>>>>>

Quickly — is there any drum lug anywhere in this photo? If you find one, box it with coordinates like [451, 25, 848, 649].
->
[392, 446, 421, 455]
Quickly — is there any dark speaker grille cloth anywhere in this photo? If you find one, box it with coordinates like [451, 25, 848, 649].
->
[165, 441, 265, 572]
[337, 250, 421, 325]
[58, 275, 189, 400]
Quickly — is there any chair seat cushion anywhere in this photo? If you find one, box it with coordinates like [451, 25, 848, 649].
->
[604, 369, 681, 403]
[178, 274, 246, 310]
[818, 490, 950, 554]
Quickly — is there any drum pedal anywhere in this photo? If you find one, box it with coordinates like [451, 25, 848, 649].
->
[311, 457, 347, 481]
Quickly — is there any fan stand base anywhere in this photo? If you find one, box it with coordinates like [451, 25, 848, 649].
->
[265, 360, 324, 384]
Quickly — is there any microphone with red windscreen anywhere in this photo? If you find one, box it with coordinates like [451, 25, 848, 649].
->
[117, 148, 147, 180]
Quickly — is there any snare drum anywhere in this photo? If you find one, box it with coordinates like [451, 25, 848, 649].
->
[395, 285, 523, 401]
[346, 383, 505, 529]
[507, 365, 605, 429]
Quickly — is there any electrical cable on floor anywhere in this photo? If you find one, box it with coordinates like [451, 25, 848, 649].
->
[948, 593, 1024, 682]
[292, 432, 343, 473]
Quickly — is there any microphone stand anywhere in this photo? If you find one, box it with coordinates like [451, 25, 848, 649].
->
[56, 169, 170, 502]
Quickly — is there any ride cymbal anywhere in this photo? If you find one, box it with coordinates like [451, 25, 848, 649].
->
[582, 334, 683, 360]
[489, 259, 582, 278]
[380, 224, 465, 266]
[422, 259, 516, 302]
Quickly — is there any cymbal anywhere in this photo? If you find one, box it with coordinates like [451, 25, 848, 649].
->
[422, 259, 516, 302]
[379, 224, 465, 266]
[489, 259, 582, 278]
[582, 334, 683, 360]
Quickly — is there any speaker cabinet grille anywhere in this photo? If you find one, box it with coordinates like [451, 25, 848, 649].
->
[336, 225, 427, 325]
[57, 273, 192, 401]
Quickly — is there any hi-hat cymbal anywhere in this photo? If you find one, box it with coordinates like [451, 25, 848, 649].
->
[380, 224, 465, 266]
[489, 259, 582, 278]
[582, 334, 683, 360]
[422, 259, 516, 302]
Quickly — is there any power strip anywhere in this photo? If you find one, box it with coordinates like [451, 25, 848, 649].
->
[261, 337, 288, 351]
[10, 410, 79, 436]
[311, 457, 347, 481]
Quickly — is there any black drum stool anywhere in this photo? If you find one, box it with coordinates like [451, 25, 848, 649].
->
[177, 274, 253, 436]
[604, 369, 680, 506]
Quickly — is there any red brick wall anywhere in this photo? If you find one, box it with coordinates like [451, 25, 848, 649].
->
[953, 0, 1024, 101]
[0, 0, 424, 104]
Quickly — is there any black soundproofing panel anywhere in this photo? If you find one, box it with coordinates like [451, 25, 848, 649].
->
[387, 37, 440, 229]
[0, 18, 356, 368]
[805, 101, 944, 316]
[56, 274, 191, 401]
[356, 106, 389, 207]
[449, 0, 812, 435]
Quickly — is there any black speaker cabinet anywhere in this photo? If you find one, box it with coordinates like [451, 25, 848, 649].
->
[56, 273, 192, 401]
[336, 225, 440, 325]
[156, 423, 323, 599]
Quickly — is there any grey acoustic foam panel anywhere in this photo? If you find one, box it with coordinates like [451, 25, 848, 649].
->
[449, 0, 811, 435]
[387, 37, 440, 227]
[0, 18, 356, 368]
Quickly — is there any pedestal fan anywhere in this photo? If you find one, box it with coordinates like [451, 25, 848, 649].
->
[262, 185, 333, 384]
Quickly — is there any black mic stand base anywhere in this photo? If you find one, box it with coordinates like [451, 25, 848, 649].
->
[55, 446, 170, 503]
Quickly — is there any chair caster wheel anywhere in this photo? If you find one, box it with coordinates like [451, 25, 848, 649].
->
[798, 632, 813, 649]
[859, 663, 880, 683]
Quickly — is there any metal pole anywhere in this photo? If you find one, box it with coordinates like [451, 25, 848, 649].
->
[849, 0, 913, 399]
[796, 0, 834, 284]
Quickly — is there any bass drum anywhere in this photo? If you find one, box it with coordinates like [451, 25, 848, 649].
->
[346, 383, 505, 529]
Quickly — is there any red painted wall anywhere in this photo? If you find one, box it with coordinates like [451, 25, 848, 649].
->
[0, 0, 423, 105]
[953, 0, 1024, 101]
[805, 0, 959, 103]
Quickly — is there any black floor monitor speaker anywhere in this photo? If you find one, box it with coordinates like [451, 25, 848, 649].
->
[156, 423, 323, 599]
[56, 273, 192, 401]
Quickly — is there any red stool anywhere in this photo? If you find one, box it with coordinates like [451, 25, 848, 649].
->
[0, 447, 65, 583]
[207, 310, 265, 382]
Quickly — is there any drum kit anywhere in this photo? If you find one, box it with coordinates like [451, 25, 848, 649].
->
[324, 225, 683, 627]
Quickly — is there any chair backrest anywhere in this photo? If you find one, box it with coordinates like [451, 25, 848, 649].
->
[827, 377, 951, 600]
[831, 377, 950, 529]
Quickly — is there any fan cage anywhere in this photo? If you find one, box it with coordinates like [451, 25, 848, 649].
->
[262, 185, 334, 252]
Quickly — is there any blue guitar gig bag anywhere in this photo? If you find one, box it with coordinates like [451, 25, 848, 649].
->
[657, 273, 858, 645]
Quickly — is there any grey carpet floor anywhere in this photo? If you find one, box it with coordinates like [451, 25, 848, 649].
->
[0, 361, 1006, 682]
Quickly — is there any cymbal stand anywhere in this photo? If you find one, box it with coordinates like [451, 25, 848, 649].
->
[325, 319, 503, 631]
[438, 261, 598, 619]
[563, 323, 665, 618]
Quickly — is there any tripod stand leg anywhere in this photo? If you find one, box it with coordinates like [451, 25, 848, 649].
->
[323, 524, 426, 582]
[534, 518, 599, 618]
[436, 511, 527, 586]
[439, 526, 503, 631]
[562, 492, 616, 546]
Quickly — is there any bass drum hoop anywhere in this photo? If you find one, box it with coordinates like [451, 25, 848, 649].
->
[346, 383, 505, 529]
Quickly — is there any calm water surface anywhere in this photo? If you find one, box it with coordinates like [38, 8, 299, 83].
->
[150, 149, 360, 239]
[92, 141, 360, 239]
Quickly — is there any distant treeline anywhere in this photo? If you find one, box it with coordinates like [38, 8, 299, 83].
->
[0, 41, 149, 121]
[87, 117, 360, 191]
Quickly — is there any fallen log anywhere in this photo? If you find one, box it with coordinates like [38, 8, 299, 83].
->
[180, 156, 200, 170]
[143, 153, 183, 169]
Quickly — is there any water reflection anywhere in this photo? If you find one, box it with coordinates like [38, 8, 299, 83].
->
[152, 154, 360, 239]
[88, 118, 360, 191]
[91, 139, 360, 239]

<<<<<

What to work on
Search the data for the string "cymbal" and say how many lines include it, giving only the number.

Solution below
4